→ TASK REQUIREMENTS
Find the line containing "the man's ear". Retype it and every line after it through the end of the entries, exactly as written, with nothing added.

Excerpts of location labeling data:

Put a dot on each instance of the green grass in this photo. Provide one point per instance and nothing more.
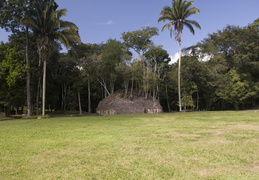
(197, 145)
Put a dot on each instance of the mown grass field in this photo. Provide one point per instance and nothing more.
(196, 145)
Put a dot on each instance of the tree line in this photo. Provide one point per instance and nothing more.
(220, 72)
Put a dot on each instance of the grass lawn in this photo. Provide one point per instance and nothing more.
(195, 145)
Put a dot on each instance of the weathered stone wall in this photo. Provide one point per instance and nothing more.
(117, 104)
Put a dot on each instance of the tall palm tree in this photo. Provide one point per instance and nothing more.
(177, 16)
(49, 28)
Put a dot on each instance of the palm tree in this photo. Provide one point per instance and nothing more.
(48, 28)
(177, 16)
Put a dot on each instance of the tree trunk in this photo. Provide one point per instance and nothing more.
(28, 76)
(89, 97)
(167, 98)
(179, 77)
(44, 86)
(79, 103)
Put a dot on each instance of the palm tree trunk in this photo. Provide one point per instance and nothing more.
(44, 86)
(89, 96)
(28, 76)
(79, 102)
(179, 77)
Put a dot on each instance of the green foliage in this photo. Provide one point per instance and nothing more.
(177, 16)
(140, 40)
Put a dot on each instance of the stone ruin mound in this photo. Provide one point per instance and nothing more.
(117, 103)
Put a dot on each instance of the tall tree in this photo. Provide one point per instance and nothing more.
(177, 16)
(22, 8)
(140, 41)
(48, 27)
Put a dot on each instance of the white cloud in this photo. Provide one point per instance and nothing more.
(174, 58)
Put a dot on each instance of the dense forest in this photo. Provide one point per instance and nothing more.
(219, 73)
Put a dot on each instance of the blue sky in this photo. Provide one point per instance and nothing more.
(99, 20)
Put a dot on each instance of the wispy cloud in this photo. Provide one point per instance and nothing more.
(110, 22)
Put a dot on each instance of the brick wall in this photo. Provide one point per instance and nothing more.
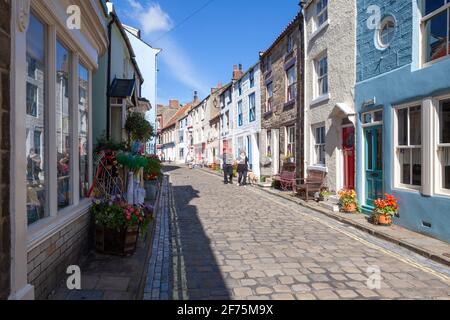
(5, 230)
(283, 115)
(372, 61)
(48, 262)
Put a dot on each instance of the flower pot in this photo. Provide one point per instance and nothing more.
(114, 242)
(381, 219)
(350, 208)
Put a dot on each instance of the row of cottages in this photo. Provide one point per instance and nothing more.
(68, 87)
(402, 96)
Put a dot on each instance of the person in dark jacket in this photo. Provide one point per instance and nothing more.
(227, 168)
(242, 169)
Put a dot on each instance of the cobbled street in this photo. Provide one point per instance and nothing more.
(230, 242)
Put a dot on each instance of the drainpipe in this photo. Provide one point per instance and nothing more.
(108, 101)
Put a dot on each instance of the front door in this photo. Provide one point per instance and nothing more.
(374, 164)
(348, 146)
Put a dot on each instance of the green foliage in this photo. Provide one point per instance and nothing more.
(138, 128)
(104, 144)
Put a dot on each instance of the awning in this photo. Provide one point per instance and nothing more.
(122, 88)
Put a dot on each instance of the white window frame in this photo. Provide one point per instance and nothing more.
(437, 146)
(39, 230)
(319, 78)
(397, 148)
(317, 15)
(423, 36)
(316, 145)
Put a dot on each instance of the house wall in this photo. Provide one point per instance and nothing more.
(5, 222)
(146, 57)
(248, 129)
(337, 40)
(282, 115)
(396, 85)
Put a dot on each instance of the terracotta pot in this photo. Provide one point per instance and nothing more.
(350, 208)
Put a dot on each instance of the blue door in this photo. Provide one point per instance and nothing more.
(374, 164)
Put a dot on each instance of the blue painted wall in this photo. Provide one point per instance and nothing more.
(392, 83)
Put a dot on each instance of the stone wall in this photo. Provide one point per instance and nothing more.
(283, 115)
(5, 229)
(48, 262)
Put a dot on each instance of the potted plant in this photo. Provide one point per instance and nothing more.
(348, 201)
(118, 225)
(384, 210)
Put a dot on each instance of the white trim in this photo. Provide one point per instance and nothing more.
(46, 228)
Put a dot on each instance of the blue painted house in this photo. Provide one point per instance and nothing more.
(403, 105)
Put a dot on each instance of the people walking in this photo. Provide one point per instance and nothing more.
(242, 168)
(227, 168)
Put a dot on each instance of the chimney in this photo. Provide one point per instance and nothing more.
(175, 104)
(237, 73)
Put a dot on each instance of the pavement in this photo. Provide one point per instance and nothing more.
(242, 243)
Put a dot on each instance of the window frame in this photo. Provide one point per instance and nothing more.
(319, 78)
(316, 156)
(398, 184)
(423, 41)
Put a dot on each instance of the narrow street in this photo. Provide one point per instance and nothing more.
(231, 242)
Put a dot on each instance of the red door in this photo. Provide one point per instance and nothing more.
(348, 146)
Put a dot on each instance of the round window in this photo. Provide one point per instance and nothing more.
(386, 32)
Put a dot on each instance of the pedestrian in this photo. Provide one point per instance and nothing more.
(227, 168)
(242, 168)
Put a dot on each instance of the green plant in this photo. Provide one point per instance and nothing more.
(118, 215)
(138, 128)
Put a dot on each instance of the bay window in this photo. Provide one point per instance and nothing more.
(57, 142)
(435, 28)
(409, 145)
(444, 143)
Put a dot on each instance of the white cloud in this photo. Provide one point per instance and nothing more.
(151, 17)
(153, 20)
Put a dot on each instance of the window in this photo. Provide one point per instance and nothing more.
(386, 32)
(36, 123)
(321, 12)
(319, 145)
(252, 107)
(269, 103)
(290, 150)
(269, 143)
(444, 142)
(409, 145)
(322, 76)
(63, 126)
(83, 129)
(268, 63)
(240, 115)
(290, 45)
(252, 78)
(435, 26)
(32, 99)
(291, 84)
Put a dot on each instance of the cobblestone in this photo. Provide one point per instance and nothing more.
(240, 243)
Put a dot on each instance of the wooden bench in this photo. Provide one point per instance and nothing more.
(286, 178)
(315, 182)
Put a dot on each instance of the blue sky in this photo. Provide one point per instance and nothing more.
(201, 52)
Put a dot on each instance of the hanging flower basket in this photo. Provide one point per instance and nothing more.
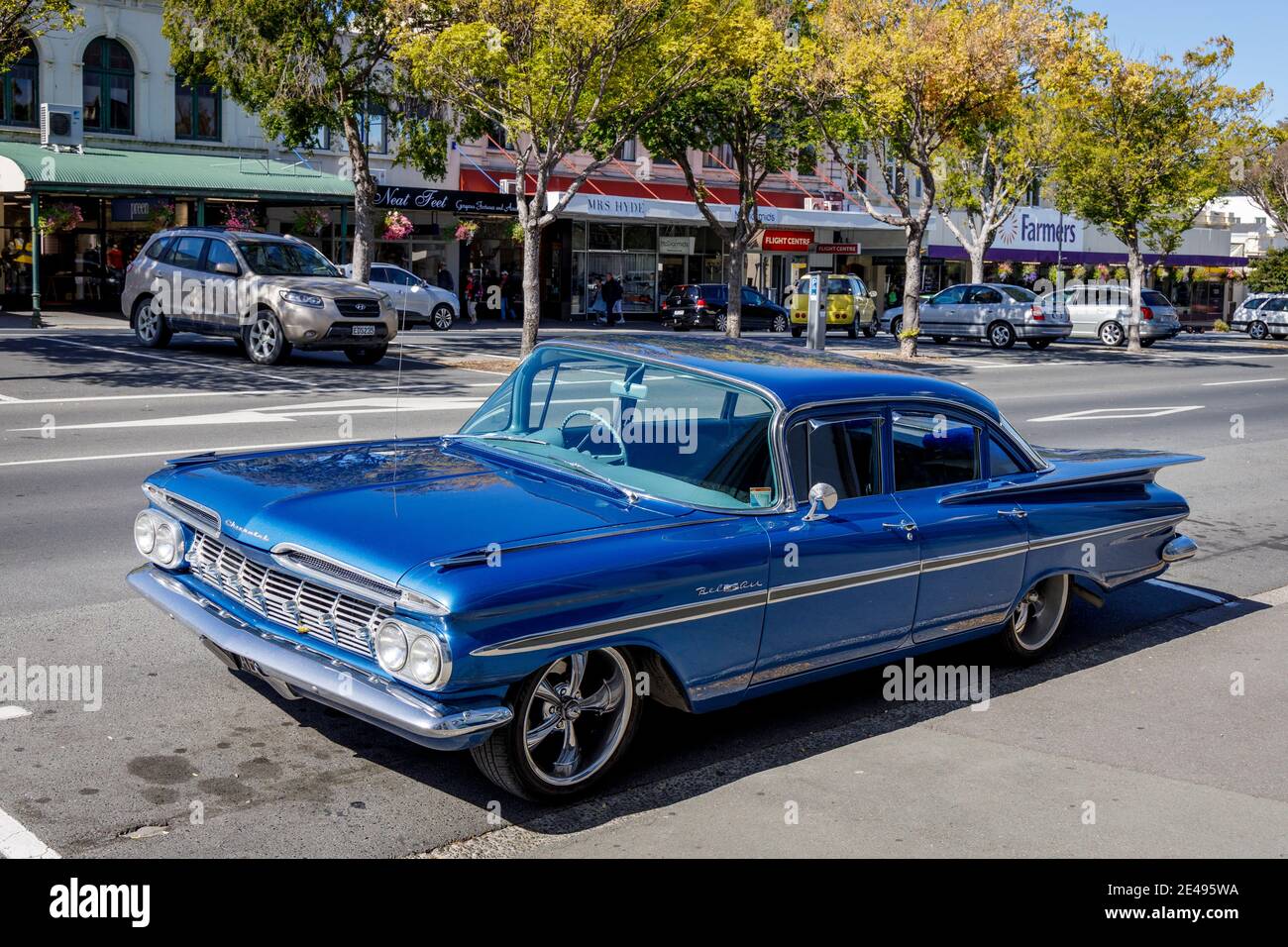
(310, 221)
(467, 231)
(397, 226)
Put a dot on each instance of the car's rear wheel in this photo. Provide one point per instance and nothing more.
(574, 720)
(1112, 334)
(1001, 335)
(150, 325)
(441, 317)
(1037, 618)
(368, 355)
(266, 342)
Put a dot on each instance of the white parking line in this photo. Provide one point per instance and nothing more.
(1188, 590)
(1241, 381)
(16, 841)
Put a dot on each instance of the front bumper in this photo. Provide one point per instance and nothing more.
(307, 673)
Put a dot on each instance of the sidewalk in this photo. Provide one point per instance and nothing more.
(1147, 732)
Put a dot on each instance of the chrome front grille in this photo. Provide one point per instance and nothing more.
(300, 604)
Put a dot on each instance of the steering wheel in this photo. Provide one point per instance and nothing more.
(596, 420)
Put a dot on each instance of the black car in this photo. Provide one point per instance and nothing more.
(703, 305)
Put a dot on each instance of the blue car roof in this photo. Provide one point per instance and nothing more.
(795, 375)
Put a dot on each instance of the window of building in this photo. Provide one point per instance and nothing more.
(21, 94)
(196, 111)
(108, 88)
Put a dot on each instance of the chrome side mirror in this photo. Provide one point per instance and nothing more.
(820, 495)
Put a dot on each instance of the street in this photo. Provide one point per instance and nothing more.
(1131, 712)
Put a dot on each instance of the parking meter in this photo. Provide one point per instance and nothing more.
(815, 329)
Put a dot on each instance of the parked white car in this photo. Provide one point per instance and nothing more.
(413, 299)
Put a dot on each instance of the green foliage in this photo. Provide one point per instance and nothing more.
(24, 20)
(1269, 273)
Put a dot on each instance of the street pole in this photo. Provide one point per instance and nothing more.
(35, 261)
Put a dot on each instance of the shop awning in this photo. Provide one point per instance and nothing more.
(26, 167)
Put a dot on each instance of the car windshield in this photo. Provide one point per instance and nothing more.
(648, 429)
(278, 258)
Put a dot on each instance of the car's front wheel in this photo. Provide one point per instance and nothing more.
(150, 325)
(1037, 618)
(441, 317)
(266, 341)
(574, 720)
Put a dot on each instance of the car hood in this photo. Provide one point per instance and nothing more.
(389, 506)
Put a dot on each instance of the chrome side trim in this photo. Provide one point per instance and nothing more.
(579, 634)
(313, 674)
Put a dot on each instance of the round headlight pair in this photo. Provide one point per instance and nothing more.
(159, 538)
(417, 655)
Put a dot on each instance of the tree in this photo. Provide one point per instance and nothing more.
(1269, 273)
(558, 77)
(750, 105)
(906, 78)
(1142, 146)
(303, 65)
(25, 20)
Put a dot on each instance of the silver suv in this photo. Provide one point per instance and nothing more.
(269, 292)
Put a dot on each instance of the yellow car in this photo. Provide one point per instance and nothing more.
(849, 305)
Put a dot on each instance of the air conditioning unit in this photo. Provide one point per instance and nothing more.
(62, 127)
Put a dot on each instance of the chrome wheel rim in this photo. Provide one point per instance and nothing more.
(578, 715)
(263, 338)
(1038, 612)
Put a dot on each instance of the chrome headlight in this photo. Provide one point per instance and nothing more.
(297, 298)
(159, 539)
(391, 646)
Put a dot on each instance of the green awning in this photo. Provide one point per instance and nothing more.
(26, 167)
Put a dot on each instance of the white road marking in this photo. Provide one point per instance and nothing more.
(16, 841)
(1188, 590)
(1108, 414)
(1241, 381)
(283, 414)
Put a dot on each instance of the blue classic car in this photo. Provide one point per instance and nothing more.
(694, 522)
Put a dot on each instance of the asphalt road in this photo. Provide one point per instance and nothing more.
(85, 415)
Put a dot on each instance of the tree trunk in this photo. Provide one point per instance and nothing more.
(364, 202)
(1134, 278)
(911, 292)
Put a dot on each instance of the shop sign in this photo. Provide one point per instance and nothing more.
(787, 241)
(450, 201)
(675, 245)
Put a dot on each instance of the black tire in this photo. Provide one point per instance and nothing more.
(1001, 335)
(1034, 638)
(507, 762)
(368, 355)
(441, 317)
(151, 328)
(265, 341)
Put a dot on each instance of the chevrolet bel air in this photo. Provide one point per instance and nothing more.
(691, 522)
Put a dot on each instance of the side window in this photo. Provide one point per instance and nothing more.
(185, 252)
(219, 253)
(932, 451)
(1001, 459)
(842, 453)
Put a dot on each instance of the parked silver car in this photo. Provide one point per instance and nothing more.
(1104, 312)
(1262, 316)
(415, 300)
(268, 291)
(997, 312)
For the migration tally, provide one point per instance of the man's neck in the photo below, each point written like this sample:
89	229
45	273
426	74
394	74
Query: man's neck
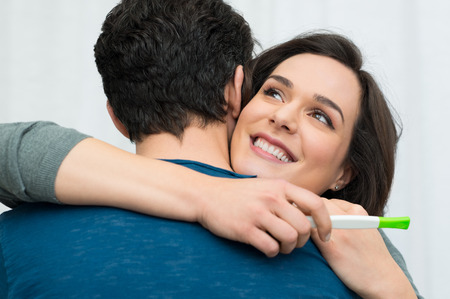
207	145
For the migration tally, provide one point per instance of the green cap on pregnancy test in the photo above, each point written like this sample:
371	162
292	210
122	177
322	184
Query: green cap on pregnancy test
394	222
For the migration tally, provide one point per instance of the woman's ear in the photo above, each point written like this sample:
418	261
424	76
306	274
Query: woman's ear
117	123
344	178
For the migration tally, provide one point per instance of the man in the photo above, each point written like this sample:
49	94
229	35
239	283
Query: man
171	74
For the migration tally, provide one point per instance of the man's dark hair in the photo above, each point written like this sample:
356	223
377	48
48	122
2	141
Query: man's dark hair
165	63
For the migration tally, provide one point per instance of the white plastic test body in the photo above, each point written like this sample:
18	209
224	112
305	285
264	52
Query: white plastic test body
365	222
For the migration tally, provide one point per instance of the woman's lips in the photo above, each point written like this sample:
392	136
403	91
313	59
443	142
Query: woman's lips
272	148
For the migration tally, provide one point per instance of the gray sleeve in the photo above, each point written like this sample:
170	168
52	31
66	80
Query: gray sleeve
395	253
30	156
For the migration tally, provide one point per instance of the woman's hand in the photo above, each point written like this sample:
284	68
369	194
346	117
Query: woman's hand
361	259
260	212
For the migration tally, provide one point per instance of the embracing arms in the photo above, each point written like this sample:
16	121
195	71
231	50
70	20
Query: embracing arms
45	162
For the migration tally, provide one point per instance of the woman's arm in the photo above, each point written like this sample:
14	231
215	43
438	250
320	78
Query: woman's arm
87	171
362	261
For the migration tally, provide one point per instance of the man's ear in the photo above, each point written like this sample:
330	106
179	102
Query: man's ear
119	125
233	94
344	178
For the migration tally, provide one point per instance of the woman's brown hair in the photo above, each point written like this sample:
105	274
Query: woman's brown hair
372	149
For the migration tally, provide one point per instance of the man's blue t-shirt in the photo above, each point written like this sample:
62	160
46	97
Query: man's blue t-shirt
53	251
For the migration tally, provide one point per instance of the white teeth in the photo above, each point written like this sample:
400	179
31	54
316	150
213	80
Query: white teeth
278	153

→ FINISHED TASK
For the migration tally, provide one point per instance of the man's ear in the photo above, each point written like this sample:
330	106
179	102
Query: man's ear
119	125
233	94
344	178
For the migration tally, provide one point per instance of the woman's brown hair in the photo above, each point written like this sample:
105	274
Query: woman's brown hair
372	149
For the migration tally, provide one point per instance of the man's blue t-shirt in the photo above, each point written like this sample:
62	160
46	97
Query: man's blue t-shirt
53	251
For the migration tally, provide one point per instance of the white teeth in the photo above, each point written like this sample:
400	179
31	54
316	150
213	80
Query: white teeth
278	153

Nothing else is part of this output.